Saved entries:

* Begin *

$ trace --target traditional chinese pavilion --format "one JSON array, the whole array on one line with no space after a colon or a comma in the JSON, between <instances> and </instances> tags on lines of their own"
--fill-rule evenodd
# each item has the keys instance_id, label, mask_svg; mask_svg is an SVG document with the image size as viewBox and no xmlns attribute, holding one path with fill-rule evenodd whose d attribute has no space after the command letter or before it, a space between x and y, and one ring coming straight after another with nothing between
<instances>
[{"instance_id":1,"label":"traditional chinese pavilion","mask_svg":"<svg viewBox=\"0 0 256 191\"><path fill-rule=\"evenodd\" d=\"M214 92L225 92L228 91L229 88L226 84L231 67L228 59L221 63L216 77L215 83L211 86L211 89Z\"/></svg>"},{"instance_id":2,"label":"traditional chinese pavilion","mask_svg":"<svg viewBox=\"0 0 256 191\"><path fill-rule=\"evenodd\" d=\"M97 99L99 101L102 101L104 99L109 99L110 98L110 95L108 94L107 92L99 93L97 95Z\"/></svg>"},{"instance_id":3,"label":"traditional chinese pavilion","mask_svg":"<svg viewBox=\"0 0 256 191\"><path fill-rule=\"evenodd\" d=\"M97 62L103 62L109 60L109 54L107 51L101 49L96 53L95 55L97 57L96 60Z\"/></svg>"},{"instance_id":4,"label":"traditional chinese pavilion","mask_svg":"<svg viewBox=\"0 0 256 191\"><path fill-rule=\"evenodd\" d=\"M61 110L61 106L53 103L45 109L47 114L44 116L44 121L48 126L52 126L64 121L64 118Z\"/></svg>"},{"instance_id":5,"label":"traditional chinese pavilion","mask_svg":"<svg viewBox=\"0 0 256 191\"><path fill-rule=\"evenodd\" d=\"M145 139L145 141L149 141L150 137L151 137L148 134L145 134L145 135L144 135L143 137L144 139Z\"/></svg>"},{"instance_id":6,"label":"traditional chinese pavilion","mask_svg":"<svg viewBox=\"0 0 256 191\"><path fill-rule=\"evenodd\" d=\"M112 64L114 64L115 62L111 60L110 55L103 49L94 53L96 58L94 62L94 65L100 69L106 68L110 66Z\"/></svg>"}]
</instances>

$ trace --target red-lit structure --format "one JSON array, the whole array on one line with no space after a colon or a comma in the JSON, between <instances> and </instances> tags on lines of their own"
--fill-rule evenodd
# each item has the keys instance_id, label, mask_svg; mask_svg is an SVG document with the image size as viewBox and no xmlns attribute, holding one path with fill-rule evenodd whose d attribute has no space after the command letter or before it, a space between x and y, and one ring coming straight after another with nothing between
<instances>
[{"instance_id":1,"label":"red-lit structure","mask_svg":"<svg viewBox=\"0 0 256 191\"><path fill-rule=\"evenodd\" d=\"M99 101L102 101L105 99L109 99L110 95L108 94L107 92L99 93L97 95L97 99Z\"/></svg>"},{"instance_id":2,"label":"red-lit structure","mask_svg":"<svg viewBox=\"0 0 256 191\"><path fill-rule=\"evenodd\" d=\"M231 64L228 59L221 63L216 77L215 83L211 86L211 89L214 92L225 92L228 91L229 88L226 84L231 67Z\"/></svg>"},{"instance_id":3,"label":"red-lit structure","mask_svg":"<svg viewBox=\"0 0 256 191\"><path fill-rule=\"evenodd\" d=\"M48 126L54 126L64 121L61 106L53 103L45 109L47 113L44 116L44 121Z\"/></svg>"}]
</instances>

* End *

PROBLEM DESCRIPTION:
Please reproduce the listing above line for line, with no changes.

THE REPLY:
$ trace --target traditional chinese pavilion --format "one JSON array, the whole array on one line with no space after a colon or a comma in the JSON, between <instances> and </instances> tags on lines of their own"
--fill-rule evenodd
# each item has the keys instance_id, label, mask_svg; mask_svg is an SVG document with the image size as viewBox and no xmlns attribute, holding one path with fill-rule evenodd whose d attribute has no space after the command letter or before it, a space between x and y, and one ring coming straight after another with nothing between
<instances>
[{"instance_id":1,"label":"traditional chinese pavilion","mask_svg":"<svg viewBox=\"0 0 256 191\"><path fill-rule=\"evenodd\" d=\"M214 92L225 92L228 91L229 88L226 84L231 67L228 59L221 63L216 77L215 83L211 86L211 89Z\"/></svg>"},{"instance_id":2,"label":"traditional chinese pavilion","mask_svg":"<svg viewBox=\"0 0 256 191\"><path fill-rule=\"evenodd\" d=\"M97 99L99 101L102 101L104 99L109 99L110 98L110 95L108 94L107 92L99 93L97 95Z\"/></svg>"},{"instance_id":3,"label":"traditional chinese pavilion","mask_svg":"<svg viewBox=\"0 0 256 191\"><path fill-rule=\"evenodd\" d=\"M97 62L103 62L109 60L109 54L107 51L101 49L96 53L95 55L97 57L96 60Z\"/></svg>"},{"instance_id":4,"label":"traditional chinese pavilion","mask_svg":"<svg viewBox=\"0 0 256 191\"><path fill-rule=\"evenodd\" d=\"M61 110L61 106L53 103L45 109L47 114L44 116L44 121L48 126L52 126L64 121L64 118Z\"/></svg>"},{"instance_id":5,"label":"traditional chinese pavilion","mask_svg":"<svg viewBox=\"0 0 256 191\"><path fill-rule=\"evenodd\" d=\"M145 139L145 141L149 141L150 137L151 137L148 134L145 134L145 135L144 135L143 137L144 139Z\"/></svg>"},{"instance_id":6,"label":"traditional chinese pavilion","mask_svg":"<svg viewBox=\"0 0 256 191\"><path fill-rule=\"evenodd\" d=\"M112 64L114 64L115 62L111 60L110 55L103 49L94 53L96 58L94 62L94 65L100 69L106 68L110 66Z\"/></svg>"}]
</instances>

$ trace --target red-lit structure --format "one JSON array, the whole array on one line with no space after a colon or a comma in the JSON, between <instances> and </instances> tags on lines of their own"
--fill-rule evenodd
# each item has the keys instance_id, label, mask_svg; mask_svg is an SVG document with the image size as viewBox and no xmlns attribute, holding one path with fill-rule evenodd whose d attribute has no space after the command letter or before it, a space between x and y, and one ring coming straight after another with nothing between
<instances>
[{"instance_id":1,"label":"red-lit structure","mask_svg":"<svg viewBox=\"0 0 256 191\"><path fill-rule=\"evenodd\" d=\"M99 101L102 101L105 99L109 99L110 95L108 94L107 92L99 93L97 95L97 99Z\"/></svg>"},{"instance_id":2,"label":"red-lit structure","mask_svg":"<svg viewBox=\"0 0 256 191\"><path fill-rule=\"evenodd\" d=\"M231 64L228 59L221 63L216 77L215 83L211 86L211 89L214 92L225 92L228 91L229 88L226 84L231 67Z\"/></svg>"},{"instance_id":3,"label":"red-lit structure","mask_svg":"<svg viewBox=\"0 0 256 191\"><path fill-rule=\"evenodd\" d=\"M48 126L54 126L64 121L61 106L53 103L45 109L47 113L44 116L44 121Z\"/></svg>"}]
</instances>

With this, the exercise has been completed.